__Data__.
--

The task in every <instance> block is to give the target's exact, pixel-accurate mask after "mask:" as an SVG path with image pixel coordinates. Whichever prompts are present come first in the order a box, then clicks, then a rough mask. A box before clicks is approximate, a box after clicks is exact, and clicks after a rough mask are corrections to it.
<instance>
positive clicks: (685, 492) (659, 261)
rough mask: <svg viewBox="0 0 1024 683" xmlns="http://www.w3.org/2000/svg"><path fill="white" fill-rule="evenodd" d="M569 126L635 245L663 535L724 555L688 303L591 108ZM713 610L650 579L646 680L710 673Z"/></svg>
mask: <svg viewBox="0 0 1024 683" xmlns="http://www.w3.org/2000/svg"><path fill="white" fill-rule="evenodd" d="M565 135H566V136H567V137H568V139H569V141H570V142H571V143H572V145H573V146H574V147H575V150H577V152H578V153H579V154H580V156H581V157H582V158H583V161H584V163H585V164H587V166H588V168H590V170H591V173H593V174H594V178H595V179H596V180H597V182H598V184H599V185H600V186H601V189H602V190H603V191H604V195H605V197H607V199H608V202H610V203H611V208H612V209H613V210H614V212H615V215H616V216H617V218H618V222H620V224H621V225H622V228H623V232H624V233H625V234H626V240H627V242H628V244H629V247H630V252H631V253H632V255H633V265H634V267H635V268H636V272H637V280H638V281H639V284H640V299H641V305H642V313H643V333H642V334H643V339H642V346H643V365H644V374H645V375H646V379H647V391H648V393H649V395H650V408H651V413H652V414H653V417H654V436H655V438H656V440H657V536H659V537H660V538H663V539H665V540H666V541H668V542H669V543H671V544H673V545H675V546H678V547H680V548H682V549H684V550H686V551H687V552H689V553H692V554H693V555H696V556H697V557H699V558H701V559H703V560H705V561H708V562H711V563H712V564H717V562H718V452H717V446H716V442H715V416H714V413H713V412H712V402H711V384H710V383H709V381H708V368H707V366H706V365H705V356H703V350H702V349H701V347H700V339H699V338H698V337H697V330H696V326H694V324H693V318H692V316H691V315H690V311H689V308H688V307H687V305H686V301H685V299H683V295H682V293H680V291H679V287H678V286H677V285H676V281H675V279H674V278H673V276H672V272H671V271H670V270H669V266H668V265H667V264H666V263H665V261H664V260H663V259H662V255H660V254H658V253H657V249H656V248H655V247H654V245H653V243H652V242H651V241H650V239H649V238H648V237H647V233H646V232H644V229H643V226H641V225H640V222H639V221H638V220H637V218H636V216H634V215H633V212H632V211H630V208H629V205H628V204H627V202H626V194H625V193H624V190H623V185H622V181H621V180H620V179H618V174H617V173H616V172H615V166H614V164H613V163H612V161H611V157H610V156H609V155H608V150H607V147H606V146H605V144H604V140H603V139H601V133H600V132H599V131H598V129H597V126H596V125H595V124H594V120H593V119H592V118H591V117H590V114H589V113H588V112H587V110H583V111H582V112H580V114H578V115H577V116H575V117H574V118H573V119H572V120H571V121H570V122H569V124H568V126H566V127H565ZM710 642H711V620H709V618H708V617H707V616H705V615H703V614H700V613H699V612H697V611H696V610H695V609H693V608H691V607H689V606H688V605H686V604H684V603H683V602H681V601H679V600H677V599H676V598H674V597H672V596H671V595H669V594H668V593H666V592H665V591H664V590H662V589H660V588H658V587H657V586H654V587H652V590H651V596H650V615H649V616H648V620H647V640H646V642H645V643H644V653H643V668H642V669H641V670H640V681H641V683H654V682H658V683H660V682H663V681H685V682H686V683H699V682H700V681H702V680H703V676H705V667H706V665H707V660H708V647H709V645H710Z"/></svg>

--

__What you are asked to do__. A complete, exact copy of the material is the expected answer.

__Response to this task__.
The task in every <instance> block is to give the target's exact, pixel-accurate mask after "mask:" as an SVG path with image pixel coordinates. Whichever prompts are present come first in the order a box, then clicks, then a rough mask. A box before clicks is approximate, a box after clicks is exact, and clicks after a rough mask are corrections to it.
<instance>
positive clicks: (685, 492) (659, 261)
rough mask: <svg viewBox="0 0 1024 683" xmlns="http://www.w3.org/2000/svg"><path fill="white" fill-rule="evenodd" d="M569 126L635 245L663 535L724 555L688 303L591 108ZM713 610L650 579L646 680L710 673Z"/></svg>
mask: <svg viewBox="0 0 1024 683" xmlns="http://www.w3.org/2000/svg"><path fill="white" fill-rule="evenodd" d="M565 135H566V136H567V137H568V139H569V141H570V142H571V143H572V145H573V146H574V147H575V150H577V152H578V153H579V154H580V156H581V157H582V158H583V161H584V163H585V164H587V166H588V168H590V170H591V173H593V174H594V178H595V179H596V180H597V182H598V184H599V185H600V186H601V189H602V190H603V191H604V195H605V197H607V199H608V202H610V203H611V208H612V209H613V210H614V212H615V215H616V216H617V218H618V222H620V224H621V225H622V228H623V232H624V233H625V234H626V240H627V242H628V244H629V247H630V252H631V253H632V255H633V265H634V267H635V268H636V272H637V280H638V281H639V284H640V299H641V305H642V313H643V333H642V334H643V339H642V346H643V365H644V374H645V375H646V379H647V391H648V393H649V395H650V408H651V413H652V414H653V417H654V436H655V438H656V440H657V536H659V537H660V538H663V539H665V540H666V541H668V542H669V543H671V544H673V545H675V546H678V547H680V548H682V549H684V550H686V551H687V552H689V553H692V554H693V555H696V556H697V557H699V558H701V559H703V560H705V561H708V562H711V563H712V564H717V562H718V452H717V446H716V442H715V416H714V413H713V412H712V402H711V384H710V383H709V381H708V368H707V366H706V365H705V356H703V350H702V349H701V347H700V339H699V338H698V337H697V330H696V326H694V324H693V318H692V316H691V315H690V311H689V308H688V307H687V305H686V301H685V299H683V295H682V293H680V291H679V287H678V286H677V285H676V281H675V279H674V278H673V276H672V272H671V271H670V270H669V266H668V265H667V264H666V263H665V261H664V260H663V259H662V255H660V254H658V253H657V249H656V248H655V247H654V245H653V243H652V242H651V241H650V239H649V238H648V237H647V233H646V232H644V229H643V226H641V225H640V222H639V221H638V220H637V218H636V216H634V215H633V212H632V211H630V208H629V205H628V204H627V202H626V194H625V193H624V190H623V185H622V181H621V180H620V179H618V174H617V173H616V172H615V166H614V164H613V163H612V161H611V157H610V156H609V155H608V150H607V147H606V146H605V144H604V140H603V139H601V133H600V132H599V131H598V129H597V126H596V125H595V124H594V120H593V119H592V118H591V117H590V114H589V113H588V112H587V110H583V111H582V112H580V114H578V115H577V116H575V117H574V118H573V119H572V120H571V121H570V122H569V124H568V126H566V127H565ZM710 642H711V620H709V618H708V617H707V616H705V615H703V614H700V613H699V612H697V611H696V610H695V609H693V608H691V607H689V606H688V605H686V604H684V603H683V602H681V601H679V600H677V599H676V598H674V597H672V596H671V595H669V594H668V593H666V592H665V591H664V590H662V589H660V588H658V587H657V586H654V587H652V590H651V596H650V615H649V616H648V620H647V640H646V642H645V643H644V653H643V668H642V669H641V670H640V681H641V683H654V682H658V683H660V682H663V681H685V682H686V683H699V682H700V681H702V680H703V676H705V667H706V665H707V660H708V647H709V645H710Z"/></svg>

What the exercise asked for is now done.